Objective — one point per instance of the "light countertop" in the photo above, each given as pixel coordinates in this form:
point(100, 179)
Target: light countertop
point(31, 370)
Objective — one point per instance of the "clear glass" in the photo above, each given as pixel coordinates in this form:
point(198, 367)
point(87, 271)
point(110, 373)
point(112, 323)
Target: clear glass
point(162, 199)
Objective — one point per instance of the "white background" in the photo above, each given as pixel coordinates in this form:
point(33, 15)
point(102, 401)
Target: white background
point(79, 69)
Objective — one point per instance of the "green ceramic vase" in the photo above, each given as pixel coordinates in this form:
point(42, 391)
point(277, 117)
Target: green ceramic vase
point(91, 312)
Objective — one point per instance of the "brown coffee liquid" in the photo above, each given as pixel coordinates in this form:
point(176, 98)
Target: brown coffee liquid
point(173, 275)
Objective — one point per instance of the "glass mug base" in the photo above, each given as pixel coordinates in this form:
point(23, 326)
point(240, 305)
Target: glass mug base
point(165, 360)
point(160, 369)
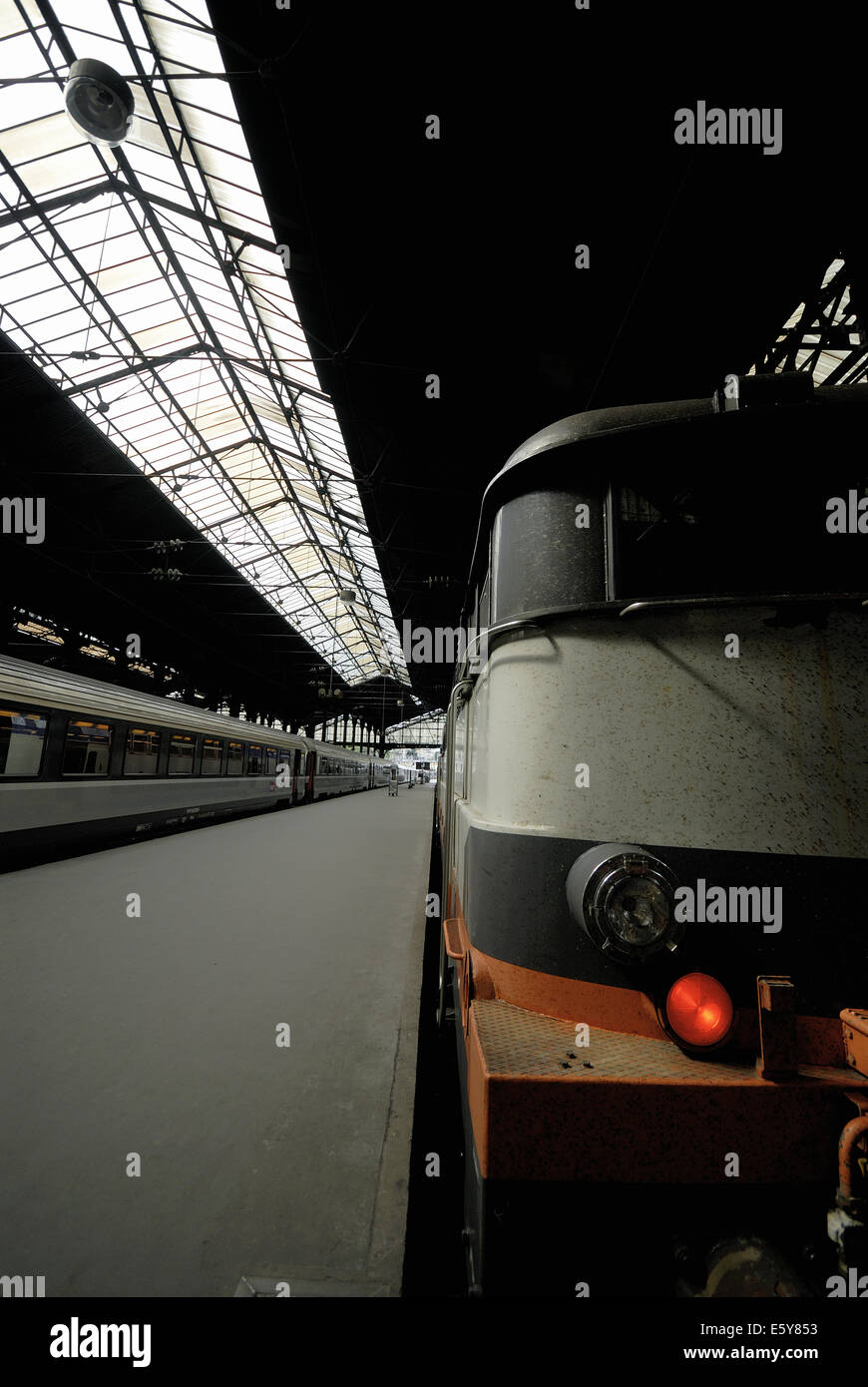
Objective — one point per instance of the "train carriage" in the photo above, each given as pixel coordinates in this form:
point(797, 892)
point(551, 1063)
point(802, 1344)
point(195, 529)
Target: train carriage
point(85, 764)
point(653, 816)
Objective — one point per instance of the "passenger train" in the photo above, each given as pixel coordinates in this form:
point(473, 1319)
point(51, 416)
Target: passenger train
point(85, 764)
point(651, 807)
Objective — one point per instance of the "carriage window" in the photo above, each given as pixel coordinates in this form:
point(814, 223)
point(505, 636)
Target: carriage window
point(213, 756)
point(181, 753)
point(21, 740)
point(88, 749)
point(141, 753)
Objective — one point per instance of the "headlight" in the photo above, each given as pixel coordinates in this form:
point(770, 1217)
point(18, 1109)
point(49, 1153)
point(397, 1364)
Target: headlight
point(625, 899)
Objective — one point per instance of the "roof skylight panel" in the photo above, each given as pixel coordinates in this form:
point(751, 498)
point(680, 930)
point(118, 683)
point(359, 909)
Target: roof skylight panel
point(170, 416)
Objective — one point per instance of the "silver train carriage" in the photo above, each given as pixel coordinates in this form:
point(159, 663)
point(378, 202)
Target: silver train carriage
point(85, 763)
point(653, 814)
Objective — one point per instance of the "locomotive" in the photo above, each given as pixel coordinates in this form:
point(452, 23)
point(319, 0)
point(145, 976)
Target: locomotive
point(651, 809)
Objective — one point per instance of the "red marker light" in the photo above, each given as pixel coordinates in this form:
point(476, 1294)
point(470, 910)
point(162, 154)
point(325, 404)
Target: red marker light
point(699, 1009)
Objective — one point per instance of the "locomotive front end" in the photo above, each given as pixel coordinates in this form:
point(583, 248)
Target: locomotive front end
point(654, 827)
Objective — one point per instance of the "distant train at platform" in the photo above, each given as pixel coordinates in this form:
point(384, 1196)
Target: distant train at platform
point(651, 809)
point(89, 764)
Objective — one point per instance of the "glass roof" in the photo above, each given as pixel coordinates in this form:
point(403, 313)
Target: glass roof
point(146, 283)
point(824, 336)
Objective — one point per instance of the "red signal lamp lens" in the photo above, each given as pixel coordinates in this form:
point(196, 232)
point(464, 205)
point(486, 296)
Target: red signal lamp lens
point(699, 1010)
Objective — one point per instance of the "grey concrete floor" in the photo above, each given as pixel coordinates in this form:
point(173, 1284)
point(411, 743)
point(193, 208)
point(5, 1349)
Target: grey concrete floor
point(157, 1037)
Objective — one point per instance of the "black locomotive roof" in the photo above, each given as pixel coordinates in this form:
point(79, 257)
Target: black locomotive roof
point(595, 422)
point(538, 459)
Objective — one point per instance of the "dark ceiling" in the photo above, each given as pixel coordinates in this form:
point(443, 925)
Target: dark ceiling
point(456, 256)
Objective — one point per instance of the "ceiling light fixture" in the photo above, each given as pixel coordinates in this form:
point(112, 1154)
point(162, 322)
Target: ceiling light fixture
point(99, 102)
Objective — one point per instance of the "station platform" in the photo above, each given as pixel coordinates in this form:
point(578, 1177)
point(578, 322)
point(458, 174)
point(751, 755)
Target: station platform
point(156, 1037)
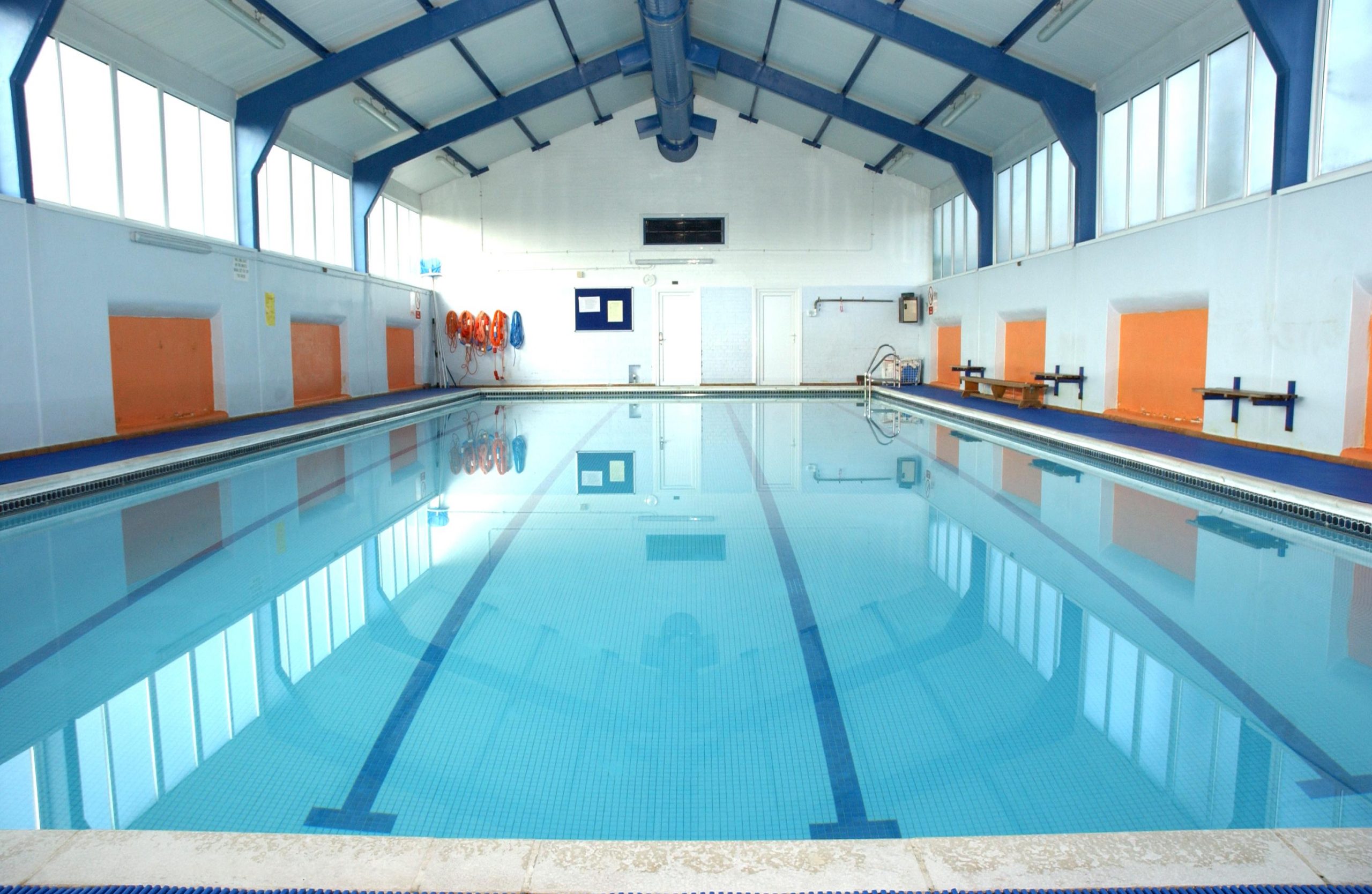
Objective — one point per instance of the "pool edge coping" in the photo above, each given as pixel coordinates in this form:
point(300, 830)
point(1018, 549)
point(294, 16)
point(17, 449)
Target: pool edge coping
point(276, 861)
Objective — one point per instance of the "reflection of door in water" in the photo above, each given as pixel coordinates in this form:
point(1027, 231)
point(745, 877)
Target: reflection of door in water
point(678, 446)
point(778, 445)
point(678, 337)
point(777, 346)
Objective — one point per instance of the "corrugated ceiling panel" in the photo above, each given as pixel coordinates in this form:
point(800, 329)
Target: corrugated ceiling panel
point(903, 83)
point(740, 25)
point(597, 26)
point(817, 47)
point(519, 48)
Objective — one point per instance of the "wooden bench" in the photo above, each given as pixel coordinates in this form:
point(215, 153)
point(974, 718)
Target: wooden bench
point(1031, 392)
point(1057, 377)
point(1256, 398)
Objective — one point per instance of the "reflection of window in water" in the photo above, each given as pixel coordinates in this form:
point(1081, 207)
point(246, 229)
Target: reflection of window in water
point(123, 759)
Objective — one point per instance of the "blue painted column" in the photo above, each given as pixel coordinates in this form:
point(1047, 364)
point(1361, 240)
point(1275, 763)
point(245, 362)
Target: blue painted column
point(24, 25)
point(1287, 31)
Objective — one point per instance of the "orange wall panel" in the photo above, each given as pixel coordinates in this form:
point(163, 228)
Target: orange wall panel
point(1025, 349)
point(1161, 360)
point(316, 362)
point(162, 371)
point(1155, 530)
point(165, 532)
point(949, 354)
point(400, 358)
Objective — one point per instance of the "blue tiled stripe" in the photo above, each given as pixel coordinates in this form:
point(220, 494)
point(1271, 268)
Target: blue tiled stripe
point(356, 815)
point(843, 775)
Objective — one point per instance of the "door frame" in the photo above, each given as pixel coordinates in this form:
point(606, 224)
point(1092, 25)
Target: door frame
point(759, 360)
point(662, 342)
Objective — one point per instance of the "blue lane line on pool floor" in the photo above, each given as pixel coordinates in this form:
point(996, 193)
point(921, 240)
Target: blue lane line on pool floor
point(356, 815)
point(843, 774)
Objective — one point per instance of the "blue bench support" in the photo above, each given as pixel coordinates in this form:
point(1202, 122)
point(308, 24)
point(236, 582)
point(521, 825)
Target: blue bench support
point(1057, 377)
point(1256, 398)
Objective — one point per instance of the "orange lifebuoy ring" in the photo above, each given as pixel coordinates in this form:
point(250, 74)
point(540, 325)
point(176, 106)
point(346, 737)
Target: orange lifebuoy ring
point(482, 332)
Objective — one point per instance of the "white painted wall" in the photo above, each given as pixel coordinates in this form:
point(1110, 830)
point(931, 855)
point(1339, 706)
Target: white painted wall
point(65, 272)
point(522, 236)
point(1286, 280)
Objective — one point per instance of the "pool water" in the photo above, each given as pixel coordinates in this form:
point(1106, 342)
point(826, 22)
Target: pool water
point(678, 620)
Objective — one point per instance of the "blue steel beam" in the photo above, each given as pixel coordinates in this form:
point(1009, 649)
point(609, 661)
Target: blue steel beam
point(1069, 107)
point(24, 25)
point(973, 168)
point(1289, 31)
point(371, 173)
point(263, 113)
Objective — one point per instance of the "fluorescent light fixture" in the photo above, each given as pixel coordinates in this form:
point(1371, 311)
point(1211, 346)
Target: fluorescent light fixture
point(167, 240)
point(250, 21)
point(956, 111)
point(452, 162)
point(366, 105)
point(1067, 11)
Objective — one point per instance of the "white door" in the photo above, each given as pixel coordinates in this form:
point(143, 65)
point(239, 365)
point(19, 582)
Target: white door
point(678, 338)
point(777, 361)
point(678, 446)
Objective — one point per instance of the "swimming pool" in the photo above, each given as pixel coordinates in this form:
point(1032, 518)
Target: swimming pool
point(680, 620)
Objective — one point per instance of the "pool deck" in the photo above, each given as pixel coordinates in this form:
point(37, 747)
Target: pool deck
point(570, 867)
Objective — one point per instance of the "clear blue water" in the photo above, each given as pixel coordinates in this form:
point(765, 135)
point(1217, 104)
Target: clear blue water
point(678, 622)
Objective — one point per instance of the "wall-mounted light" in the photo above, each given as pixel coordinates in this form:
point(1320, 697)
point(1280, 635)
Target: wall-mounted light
point(250, 21)
point(1067, 11)
point(366, 105)
point(956, 111)
point(167, 240)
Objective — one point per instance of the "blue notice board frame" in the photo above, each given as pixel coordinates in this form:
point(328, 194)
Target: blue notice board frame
point(599, 320)
point(604, 472)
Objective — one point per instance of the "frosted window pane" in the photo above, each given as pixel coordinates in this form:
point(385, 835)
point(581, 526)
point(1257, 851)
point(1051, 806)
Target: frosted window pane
point(140, 150)
point(183, 131)
point(88, 110)
point(973, 237)
point(302, 206)
point(1039, 200)
point(959, 235)
point(131, 753)
point(1348, 87)
point(342, 221)
point(217, 172)
point(1182, 138)
point(1060, 227)
point(1003, 215)
point(47, 146)
point(176, 721)
point(18, 793)
point(279, 199)
point(1018, 199)
point(937, 242)
point(324, 214)
point(1143, 157)
point(1115, 168)
point(1263, 118)
point(1224, 122)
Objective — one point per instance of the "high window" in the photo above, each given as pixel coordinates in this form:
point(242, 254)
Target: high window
point(393, 242)
point(1033, 203)
point(956, 236)
point(1201, 136)
point(305, 209)
point(1346, 132)
point(103, 140)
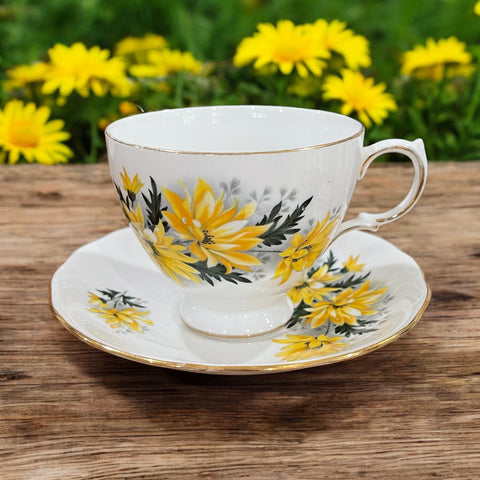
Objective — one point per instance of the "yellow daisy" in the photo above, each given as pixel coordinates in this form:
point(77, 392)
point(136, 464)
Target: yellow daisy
point(359, 94)
point(285, 46)
point(215, 233)
point(134, 45)
point(26, 132)
point(303, 347)
point(304, 251)
point(132, 186)
point(165, 62)
point(164, 252)
point(335, 37)
point(312, 286)
point(436, 59)
point(129, 317)
point(345, 307)
point(77, 69)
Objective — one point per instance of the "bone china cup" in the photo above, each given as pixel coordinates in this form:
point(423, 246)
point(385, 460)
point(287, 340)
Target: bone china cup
point(236, 203)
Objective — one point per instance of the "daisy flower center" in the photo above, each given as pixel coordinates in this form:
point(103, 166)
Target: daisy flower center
point(24, 135)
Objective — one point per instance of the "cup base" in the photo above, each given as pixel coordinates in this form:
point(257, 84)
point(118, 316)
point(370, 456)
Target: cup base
point(235, 323)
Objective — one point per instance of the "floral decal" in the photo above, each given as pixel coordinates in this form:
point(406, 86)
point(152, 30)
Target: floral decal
point(207, 235)
point(331, 299)
point(120, 311)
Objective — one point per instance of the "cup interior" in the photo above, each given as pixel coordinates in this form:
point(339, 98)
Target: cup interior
point(234, 129)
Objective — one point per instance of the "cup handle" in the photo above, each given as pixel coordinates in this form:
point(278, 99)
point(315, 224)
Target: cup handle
point(415, 151)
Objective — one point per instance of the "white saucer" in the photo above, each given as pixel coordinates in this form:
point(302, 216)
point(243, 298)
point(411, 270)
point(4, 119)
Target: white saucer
point(146, 327)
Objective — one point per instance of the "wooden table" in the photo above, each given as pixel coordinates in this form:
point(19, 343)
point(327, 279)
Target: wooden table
point(67, 411)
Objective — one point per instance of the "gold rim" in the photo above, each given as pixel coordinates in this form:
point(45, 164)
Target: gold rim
point(238, 369)
point(266, 152)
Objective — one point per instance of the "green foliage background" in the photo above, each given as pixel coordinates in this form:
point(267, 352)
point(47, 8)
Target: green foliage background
point(211, 30)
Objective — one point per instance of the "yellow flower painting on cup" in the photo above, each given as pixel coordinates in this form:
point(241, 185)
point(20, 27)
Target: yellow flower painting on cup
point(201, 233)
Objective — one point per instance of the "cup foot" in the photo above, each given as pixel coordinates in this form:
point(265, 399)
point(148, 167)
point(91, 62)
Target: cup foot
point(238, 322)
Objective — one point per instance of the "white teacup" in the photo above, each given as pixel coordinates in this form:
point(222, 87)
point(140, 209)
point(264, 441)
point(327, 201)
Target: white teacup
point(236, 203)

WHAT IS EXPECTED: Set out everything from the first line of the records above down to and including the line that contains "point(79, 69)" as a Markdown table with the columns Row and Text, one numbered row per line and no blank lines.

RESULT FOR THIS EXERCISE:
| Row | Text |
|---|---|
| 1 | Objective — one point per instance of the "light countertop" in the photo above, each given as pixel coordinates in this form: |
| 2 | point(100, 179) |
| 3 | Target: light countertop |
| 4 | point(31, 370) |
| 5 | Objective — one point per instance of the "clear glass" in the photo above, each given as pixel coordinates in this form: |
| 6 | point(198, 367) |
| 7 | point(87, 271) |
| 8 | point(110, 373) |
| 9 | point(112, 323) |
| 10 | Target: clear glass |
| 11 | point(162, 199) |
| 12 | Objective — one point per instance of the "white background" in the photo above, each given as pixel coordinates in this form: |
| 13 | point(33, 15) |
| 14 | point(102, 401) |
| 15 | Target: white background |
| 16 | point(79, 69) |